(Source records)
----

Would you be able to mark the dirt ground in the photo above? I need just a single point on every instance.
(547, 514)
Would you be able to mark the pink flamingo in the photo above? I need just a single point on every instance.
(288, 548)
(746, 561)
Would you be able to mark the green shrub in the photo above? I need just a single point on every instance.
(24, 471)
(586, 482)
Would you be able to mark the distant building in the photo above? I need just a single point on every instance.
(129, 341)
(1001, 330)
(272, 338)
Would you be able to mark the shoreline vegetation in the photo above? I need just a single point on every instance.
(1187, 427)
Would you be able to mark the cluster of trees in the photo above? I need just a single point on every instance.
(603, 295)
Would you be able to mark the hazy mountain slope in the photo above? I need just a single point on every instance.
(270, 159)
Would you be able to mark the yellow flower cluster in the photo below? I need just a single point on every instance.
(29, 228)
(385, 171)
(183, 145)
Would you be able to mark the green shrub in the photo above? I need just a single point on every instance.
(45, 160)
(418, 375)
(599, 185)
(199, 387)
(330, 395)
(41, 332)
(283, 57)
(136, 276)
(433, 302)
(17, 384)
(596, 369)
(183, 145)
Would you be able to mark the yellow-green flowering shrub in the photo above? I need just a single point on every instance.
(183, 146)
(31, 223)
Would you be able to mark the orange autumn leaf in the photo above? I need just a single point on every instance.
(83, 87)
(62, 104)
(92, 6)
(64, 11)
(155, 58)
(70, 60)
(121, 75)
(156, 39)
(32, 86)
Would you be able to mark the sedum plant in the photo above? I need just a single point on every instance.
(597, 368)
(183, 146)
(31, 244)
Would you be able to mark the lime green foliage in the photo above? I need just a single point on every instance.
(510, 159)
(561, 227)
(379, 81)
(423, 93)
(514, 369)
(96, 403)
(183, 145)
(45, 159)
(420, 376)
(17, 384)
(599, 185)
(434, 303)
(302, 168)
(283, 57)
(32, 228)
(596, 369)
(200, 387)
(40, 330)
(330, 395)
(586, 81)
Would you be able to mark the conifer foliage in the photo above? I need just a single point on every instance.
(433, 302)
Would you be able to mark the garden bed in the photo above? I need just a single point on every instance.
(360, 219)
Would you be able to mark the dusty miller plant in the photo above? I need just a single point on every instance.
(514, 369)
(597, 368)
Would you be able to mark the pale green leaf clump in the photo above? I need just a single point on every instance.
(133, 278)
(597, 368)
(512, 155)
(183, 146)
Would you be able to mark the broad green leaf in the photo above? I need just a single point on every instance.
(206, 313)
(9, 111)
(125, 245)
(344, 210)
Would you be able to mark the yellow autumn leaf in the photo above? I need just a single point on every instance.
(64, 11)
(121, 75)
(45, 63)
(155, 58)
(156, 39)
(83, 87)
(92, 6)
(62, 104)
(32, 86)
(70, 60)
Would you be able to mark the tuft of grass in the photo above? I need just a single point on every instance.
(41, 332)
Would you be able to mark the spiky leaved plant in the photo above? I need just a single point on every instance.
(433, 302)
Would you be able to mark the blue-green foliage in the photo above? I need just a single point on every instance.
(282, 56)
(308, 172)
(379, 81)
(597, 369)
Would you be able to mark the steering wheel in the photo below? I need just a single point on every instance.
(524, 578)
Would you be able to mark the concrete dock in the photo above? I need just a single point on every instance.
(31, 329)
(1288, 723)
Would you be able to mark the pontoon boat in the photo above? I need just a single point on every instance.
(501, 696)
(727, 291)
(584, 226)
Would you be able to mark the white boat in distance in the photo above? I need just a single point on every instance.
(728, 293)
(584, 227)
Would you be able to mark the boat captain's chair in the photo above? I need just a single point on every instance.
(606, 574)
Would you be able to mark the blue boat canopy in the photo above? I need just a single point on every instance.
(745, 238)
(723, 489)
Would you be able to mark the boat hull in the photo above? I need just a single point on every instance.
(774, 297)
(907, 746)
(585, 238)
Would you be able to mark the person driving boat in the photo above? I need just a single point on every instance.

----

▸ The exercise:
Copy the data above word for word, starting at the line that contains "Would you be able to mark the boat hull" and continuing up to and including the final line of the data.

▸ Solution:
Would you be able to mark the boat hull in the photo above? I need just a single point on every instance.
(774, 297)
(907, 746)
(585, 238)
Would you be able to mark the person driving boat in the photo above? I need just a single point on every instance.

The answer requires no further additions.